Coordinate labeling data
--- start ---

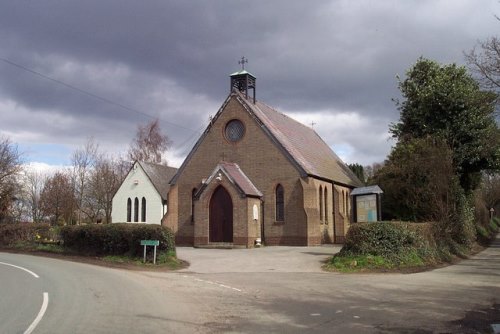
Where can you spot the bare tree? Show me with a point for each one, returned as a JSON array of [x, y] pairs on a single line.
[[57, 199], [103, 184], [34, 182], [84, 161], [10, 166], [149, 144]]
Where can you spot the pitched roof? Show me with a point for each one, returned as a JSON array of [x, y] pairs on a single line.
[[302, 144], [159, 175], [367, 190], [236, 176]]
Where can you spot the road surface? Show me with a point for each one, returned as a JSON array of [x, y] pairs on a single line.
[[90, 299]]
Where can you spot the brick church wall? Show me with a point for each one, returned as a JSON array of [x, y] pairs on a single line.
[[261, 161]]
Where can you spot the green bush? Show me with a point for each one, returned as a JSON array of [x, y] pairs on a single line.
[[115, 239], [392, 240], [12, 234]]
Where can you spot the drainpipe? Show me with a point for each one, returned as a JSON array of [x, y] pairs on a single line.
[[262, 237], [333, 214]]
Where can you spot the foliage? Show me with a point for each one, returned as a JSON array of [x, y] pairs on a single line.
[[162, 258], [10, 166], [149, 144], [359, 171], [57, 200], [418, 181], [11, 234], [446, 102], [391, 240], [484, 59], [386, 246], [115, 239]]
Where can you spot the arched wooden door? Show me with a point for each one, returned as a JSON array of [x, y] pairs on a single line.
[[221, 216]]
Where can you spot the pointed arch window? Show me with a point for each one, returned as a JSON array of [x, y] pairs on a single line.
[[129, 210], [143, 210], [136, 210], [193, 193], [280, 203], [320, 203], [326, 205]]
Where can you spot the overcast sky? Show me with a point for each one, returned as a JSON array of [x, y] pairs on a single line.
[[71, 70]]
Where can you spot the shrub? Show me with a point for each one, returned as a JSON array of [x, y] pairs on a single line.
[[391, 240], [115, 239], [12, 234]]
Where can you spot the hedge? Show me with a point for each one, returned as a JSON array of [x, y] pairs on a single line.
[[12, 234], [388, 239], [115, 239]]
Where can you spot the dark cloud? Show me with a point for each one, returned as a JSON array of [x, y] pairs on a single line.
[[171, 59]]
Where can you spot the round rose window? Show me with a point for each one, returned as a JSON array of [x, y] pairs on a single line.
[[234, 130]]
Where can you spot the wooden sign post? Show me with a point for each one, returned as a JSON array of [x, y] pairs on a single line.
[[146, 243]]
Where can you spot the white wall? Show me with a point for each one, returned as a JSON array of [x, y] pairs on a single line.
[[137, 184]]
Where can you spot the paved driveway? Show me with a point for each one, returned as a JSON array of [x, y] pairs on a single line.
[[265, 259]]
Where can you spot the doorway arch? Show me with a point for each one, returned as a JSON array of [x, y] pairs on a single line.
[[221, 216]]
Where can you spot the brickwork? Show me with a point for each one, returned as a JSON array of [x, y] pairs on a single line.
[[267, 167]]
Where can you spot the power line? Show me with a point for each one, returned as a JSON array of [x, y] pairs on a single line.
[[95, 96]]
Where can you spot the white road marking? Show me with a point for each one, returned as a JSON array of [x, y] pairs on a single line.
[[18, 267], [40, 314], [216, 283]]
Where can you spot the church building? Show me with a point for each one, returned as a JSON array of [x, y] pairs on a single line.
[[258, 176]]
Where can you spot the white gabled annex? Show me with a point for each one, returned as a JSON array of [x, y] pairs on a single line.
[[142, 196]]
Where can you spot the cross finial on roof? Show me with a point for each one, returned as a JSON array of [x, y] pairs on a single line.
[[242, 62]]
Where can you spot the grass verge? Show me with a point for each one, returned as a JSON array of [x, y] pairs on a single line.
[[164, 261]]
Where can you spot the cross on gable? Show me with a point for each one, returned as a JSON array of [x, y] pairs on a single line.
[[242, 62]]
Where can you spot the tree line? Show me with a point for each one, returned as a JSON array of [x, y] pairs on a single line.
[[80, 193], [445, 165]]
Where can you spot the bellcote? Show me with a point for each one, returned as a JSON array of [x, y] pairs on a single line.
[[243, 80]]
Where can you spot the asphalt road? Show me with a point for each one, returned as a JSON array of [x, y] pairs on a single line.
[[89, 299]]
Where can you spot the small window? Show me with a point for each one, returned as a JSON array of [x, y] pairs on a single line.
[[280, 203], [136, 210], [193, 193], [129, 210], [235, 129], [320, 203], [143, 210]]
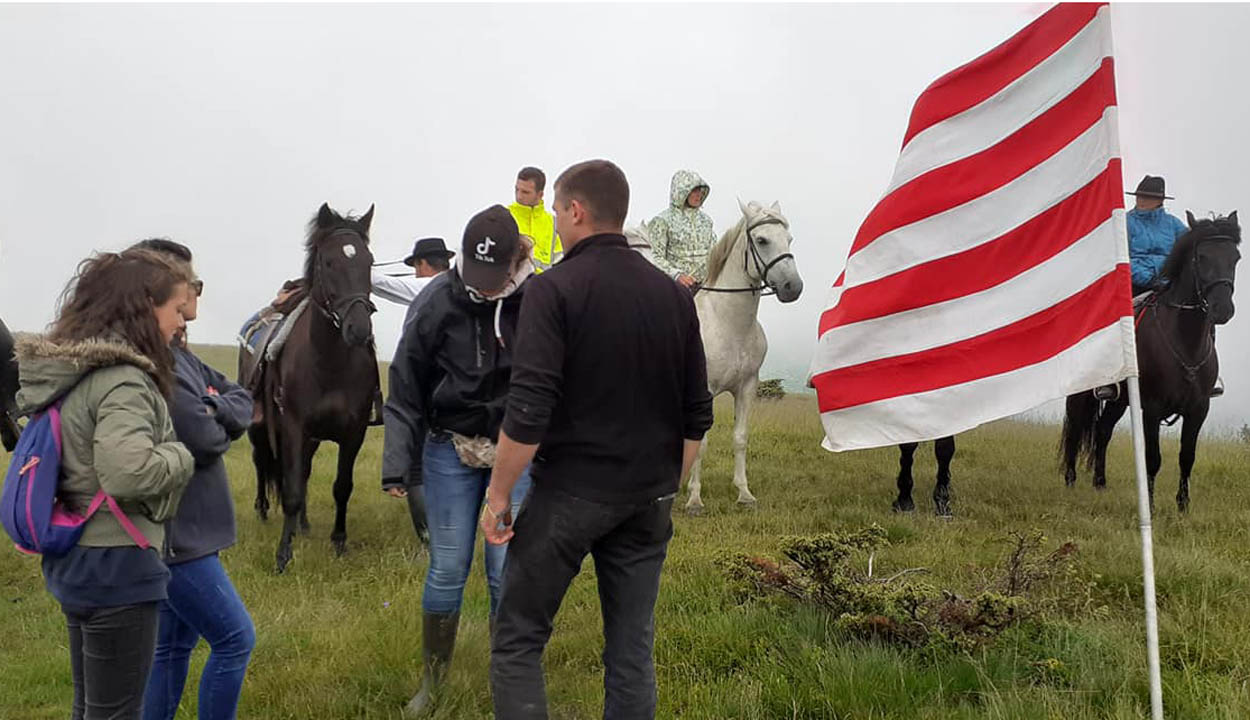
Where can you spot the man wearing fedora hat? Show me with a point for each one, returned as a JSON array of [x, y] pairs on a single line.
[[1151, 233], [429, 258]]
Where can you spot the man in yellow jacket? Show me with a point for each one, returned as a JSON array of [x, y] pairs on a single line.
[[534, 220]]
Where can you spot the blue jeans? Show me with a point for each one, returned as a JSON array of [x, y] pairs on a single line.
[[201, 603], [453, 506]]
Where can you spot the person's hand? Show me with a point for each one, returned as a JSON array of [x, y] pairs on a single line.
[[496, 519]]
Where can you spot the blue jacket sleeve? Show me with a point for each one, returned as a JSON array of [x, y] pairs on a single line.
[[233, 405], [194, 424]]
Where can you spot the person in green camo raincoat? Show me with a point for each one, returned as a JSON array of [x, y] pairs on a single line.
[[683, 235]]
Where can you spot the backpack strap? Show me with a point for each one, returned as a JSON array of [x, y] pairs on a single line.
[[135, 534]]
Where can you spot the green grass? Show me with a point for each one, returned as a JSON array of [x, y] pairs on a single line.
[[340, 638]]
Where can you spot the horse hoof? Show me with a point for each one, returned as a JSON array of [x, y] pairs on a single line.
[[904, 505]]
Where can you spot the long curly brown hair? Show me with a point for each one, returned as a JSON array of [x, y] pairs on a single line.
[[114, 294]]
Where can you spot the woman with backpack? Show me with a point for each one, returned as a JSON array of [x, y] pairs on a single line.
[[209, 413], [106, 361]]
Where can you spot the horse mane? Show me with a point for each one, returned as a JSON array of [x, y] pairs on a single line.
[[719, 254], [1183, 250], [316, 235]]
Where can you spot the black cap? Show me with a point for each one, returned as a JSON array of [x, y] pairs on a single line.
[[489, 249], [428, 248], [1151, 186]]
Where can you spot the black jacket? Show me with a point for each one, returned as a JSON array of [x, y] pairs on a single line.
[[610, 375], [206, 424], [450, 373]]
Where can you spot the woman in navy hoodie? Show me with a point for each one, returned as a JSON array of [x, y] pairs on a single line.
[[209, 413]]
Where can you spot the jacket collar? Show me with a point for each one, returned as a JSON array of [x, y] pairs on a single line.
[[595, 241]]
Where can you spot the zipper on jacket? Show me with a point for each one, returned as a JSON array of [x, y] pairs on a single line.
[[476, 339]]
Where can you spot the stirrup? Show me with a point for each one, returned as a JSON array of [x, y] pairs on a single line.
[[1108, 393], [1218, 390]]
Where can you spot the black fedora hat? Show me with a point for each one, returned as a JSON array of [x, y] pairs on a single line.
[[428, 248], [1151, 186]]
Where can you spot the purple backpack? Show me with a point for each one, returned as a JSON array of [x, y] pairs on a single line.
[[31, 514]]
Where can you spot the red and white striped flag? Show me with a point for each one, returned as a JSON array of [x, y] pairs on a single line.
[[993, 275]]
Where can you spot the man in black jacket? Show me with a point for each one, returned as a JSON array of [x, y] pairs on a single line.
[[609, 399], [449, 385]]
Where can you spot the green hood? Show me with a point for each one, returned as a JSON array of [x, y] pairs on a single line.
[[684, 181], [48, 370]]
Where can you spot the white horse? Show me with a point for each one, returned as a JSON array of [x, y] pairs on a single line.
[[750, 259]]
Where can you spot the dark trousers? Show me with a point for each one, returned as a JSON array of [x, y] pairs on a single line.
[[110, 656], [554, 533]]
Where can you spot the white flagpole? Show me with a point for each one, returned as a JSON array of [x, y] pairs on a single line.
[[1148, 554]]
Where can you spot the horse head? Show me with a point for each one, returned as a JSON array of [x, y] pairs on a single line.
[[768, 250], [1203, 264], [336, 270]]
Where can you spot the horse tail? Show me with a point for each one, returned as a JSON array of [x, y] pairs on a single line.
[[1080, 425]]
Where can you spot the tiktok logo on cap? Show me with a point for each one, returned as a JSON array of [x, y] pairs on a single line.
[[484, 248]]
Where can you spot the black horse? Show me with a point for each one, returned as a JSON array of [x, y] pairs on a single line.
[[9, 430], [1176, 356], [944, 449], [321, 385]]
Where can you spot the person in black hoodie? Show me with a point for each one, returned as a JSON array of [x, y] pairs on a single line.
[[209, 413], [449, 385]]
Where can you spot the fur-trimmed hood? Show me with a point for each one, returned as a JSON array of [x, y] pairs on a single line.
[[46, 370]]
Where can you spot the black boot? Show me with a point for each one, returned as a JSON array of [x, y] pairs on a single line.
[[416, 510], [439, 635]]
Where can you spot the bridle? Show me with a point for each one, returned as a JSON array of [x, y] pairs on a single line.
[[335, 309], [761, 268]]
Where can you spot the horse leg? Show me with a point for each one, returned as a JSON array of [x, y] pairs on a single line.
[[1110, 415], [261, 456], [906, 455], [944, 449], [741, 415], [1154, 459], [296, 465], [694, 505], [343, 491], [1188, 451], [1075, 420]]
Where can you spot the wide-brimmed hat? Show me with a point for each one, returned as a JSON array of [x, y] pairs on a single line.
[[428, 248], [1151, 186], [489, 249]]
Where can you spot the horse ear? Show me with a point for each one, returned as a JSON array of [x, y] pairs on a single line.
[[325, 216]]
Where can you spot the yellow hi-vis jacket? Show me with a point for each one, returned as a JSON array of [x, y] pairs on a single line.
[[540, 225]]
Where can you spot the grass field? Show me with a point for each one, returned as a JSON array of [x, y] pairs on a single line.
[[340, 638]]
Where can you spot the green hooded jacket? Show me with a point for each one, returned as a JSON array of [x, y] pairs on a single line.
[[681, 236], [116, 433]]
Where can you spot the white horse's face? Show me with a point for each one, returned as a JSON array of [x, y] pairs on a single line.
[[769, 259]]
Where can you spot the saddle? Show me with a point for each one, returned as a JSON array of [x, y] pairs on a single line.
[[263, 336]]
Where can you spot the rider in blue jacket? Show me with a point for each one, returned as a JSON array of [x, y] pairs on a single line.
[[1151, 233]]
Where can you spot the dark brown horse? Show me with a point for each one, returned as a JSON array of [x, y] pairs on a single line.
[[1176, 356], [944, 449], [321, 385], [9, 430]]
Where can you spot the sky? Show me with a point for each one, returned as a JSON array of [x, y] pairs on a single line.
[[225, 128]]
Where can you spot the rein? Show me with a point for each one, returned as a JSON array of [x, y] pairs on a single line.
[[761, 268]]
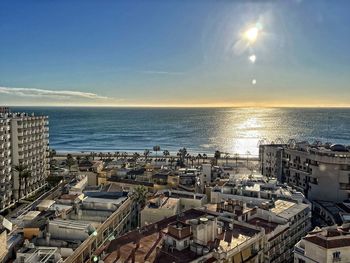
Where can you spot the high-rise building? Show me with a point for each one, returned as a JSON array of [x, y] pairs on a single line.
[[23, 142], [328, 244], [321, 172]]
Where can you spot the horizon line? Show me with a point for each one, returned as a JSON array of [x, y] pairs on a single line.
[[182, 106]]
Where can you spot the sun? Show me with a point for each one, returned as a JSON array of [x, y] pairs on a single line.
[[251, 34]]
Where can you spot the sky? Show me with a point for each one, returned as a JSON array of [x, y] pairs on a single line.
[[175, 53]]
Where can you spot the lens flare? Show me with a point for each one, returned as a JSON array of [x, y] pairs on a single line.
[[252, 58], [251, 34]]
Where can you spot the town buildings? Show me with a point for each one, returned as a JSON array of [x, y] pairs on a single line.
[[320, 171], [193, 236], [23, 141], [328, 244]]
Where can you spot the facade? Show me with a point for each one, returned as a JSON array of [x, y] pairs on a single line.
[[254, 191], [168, 203], [329, 244], [283, 223], [322, 172], [193, 236], [271, 160], [23, 141]]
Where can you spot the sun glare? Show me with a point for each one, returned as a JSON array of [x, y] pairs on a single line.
[[251, 34], [252, 58]]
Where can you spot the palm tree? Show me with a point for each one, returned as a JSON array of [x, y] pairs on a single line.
[[192, 159], [227, 156], [188, 156], [139, 195], [182, 155], [52, 153], [199, 156], [146, 153], [217, 156], [166, 153], [172, 160], [156, 149], [236, 155], [22, 173], [248, 153], [70, 161], [93, 155], [135, 156], [204, 157]]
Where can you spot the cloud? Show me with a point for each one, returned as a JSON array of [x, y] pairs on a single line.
[[58, 94], [161, 72]]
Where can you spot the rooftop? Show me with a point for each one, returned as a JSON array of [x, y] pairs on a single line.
[[146, 243], [330, 237]]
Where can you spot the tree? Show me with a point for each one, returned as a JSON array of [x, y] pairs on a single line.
[[227, 156], [192, 159], [139, 195], [188, 157], [182, 155], [172, 160], [156, 149], [135, 156], [93, 155], [204, 157], [52, 153], [199, 156], [236, 155], [146, 153], [166, 153], [22, 173], [248, 153], [217, 156]]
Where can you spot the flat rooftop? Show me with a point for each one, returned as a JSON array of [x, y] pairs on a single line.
[[149, 238], [287, 209], [260, 222]]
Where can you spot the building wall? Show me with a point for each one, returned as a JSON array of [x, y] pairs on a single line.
[[318, 173], [3, 245], [6, 183], [23, 140], [152, 215]]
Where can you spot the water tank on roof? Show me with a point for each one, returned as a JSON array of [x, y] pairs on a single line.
[[338, 148]]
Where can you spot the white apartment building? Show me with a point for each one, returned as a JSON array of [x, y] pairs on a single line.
[[329, 244], [284, 223], [23, 141], [322, 172]]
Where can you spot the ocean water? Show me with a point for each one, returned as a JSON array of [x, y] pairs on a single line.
[[200, 130]]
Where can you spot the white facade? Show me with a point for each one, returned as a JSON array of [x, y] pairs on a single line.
[[23, 141], [330, 244], [322, 172]]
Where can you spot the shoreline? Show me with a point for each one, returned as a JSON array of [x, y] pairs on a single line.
[[152, 155]]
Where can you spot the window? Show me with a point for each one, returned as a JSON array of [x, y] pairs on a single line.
[[336, 255]]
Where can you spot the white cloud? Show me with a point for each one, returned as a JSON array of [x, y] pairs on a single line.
[[58, 94], [161, 72]]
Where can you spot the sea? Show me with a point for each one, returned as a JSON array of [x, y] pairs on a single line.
[[200, 130]]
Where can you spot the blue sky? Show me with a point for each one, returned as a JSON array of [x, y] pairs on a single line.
[[174, 53]]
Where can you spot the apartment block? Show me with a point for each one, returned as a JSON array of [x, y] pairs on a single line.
[[23, 141], [320, 171], [329, 244]]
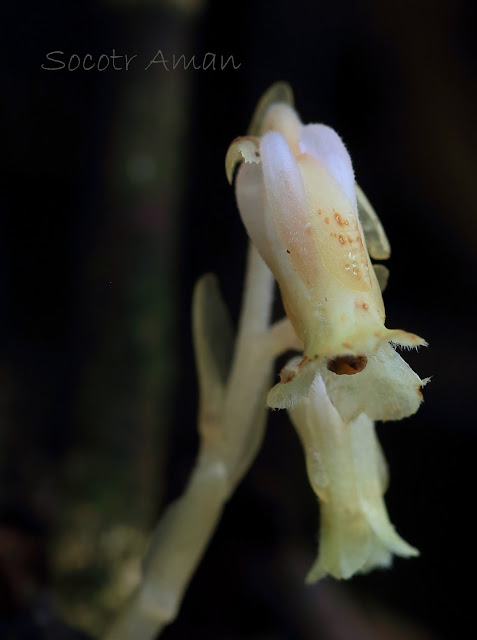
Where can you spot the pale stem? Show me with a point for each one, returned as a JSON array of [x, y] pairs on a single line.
[[187, 525]]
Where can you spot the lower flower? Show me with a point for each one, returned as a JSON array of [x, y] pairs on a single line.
[[348, 473]]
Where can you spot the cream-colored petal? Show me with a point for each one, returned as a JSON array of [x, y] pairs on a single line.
[[278, 93], [387, 389]]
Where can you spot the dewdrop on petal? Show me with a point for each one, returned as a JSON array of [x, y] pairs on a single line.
[[298, 201], [347, 472]]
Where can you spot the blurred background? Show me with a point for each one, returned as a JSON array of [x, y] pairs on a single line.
[[115, 201]]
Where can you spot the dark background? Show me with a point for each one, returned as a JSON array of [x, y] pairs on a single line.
[[115, 201]]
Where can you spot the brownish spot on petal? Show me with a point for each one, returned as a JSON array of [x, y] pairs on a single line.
[[347, 365], [341, 221]]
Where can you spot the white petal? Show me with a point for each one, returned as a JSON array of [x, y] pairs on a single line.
[[325, 145]]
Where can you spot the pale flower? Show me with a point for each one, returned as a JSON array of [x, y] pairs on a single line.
[[348, 473], [298, 201]]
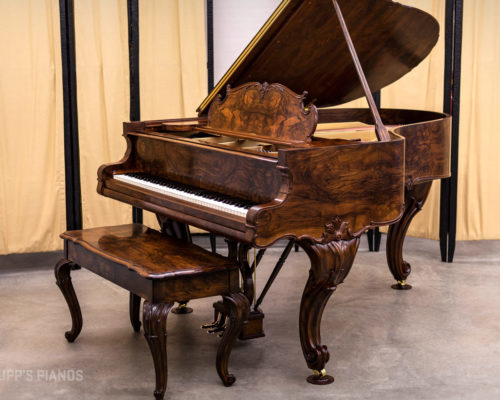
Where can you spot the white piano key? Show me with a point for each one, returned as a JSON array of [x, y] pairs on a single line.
[[179, 194]]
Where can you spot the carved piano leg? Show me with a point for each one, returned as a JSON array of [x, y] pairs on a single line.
[[63, 279], [237, 307], [154, 318], [330, 264], [134, 310], [182, 308], [414, 200]]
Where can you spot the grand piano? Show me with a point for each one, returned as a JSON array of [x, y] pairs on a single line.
[[267, 161]]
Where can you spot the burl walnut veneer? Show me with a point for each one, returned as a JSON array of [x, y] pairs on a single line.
[[161, 270]]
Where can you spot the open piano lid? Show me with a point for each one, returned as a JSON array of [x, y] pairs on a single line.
[[302, 47]]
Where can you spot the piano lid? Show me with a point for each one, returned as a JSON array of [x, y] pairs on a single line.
[[302, 47]]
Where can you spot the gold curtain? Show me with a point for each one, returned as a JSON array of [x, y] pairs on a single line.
[[32, 205], [173, 80], [479, 162], [422, 89], [103, 100]]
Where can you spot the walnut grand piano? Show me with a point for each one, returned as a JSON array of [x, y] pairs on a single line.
[[261, 162]]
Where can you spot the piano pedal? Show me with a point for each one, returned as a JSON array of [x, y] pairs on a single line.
[[217, 321], [217, 330]]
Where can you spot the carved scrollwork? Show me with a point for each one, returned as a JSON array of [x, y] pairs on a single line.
[[266, 110], [336, 230]]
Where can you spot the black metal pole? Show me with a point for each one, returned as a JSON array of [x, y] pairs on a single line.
[[210, 71], [210, 44], [452, 76], [374, 236], [71, 143], [457, 67], [133, 57]]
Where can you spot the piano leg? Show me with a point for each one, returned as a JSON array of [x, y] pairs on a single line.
[[63, 279], [134, 309], [330, 264], [414, 200], [155, 331]]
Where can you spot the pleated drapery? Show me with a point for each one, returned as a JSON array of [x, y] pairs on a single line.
[[32, 204]]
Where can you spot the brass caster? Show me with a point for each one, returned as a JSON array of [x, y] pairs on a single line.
[[182, 309], [320, 378], [401, 285]]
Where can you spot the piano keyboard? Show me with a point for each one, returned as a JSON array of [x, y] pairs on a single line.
[[190, 194]]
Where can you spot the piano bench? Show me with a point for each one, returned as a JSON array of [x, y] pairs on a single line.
[[161, 270]]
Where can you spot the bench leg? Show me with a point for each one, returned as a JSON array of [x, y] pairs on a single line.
[[238, 308], [63, 279], [154, 318], [134, 310]]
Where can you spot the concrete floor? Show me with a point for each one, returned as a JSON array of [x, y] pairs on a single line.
[[440, 340]]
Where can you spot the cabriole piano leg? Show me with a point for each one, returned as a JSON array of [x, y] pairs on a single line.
[[330, 264], [63, 279], [414, 200], [154, 318], [134, 310], [237, 307]]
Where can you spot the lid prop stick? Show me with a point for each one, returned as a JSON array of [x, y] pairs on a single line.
[[380, 129]]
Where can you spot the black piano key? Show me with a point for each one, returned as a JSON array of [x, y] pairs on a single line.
[[192, 190]]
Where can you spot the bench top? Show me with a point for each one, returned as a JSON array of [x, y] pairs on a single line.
[[148, 252]]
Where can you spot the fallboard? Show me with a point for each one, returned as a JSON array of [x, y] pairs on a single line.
[[231, 173]]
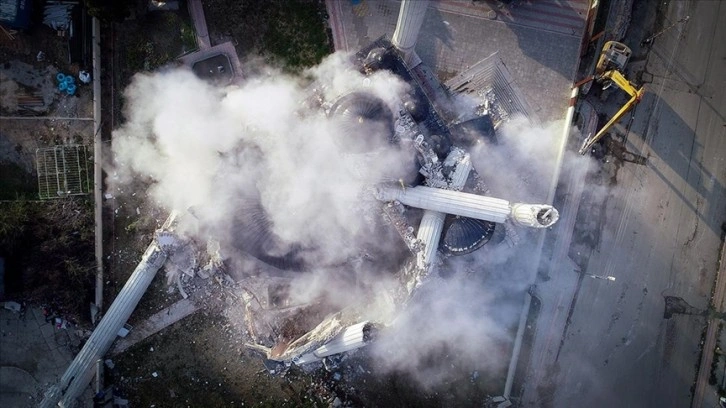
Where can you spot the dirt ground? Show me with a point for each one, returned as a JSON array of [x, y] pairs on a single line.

--- end ---

**Request**
Replace "bare tree" with "leafless tree" in everything from the start of the lines down to the line containing "166], [149, 144]]", and give those lines again with nothing else changed. Leave the pictures out of the answer.

**Correct response**
Where can you spot the leafless tree? Show me with a point for each one, returned as a JSON array of [x, y] pairs on a single line.
[[57, 199], [103, 184], [34, 182], [84, 161], [10, 166], [149, 144]]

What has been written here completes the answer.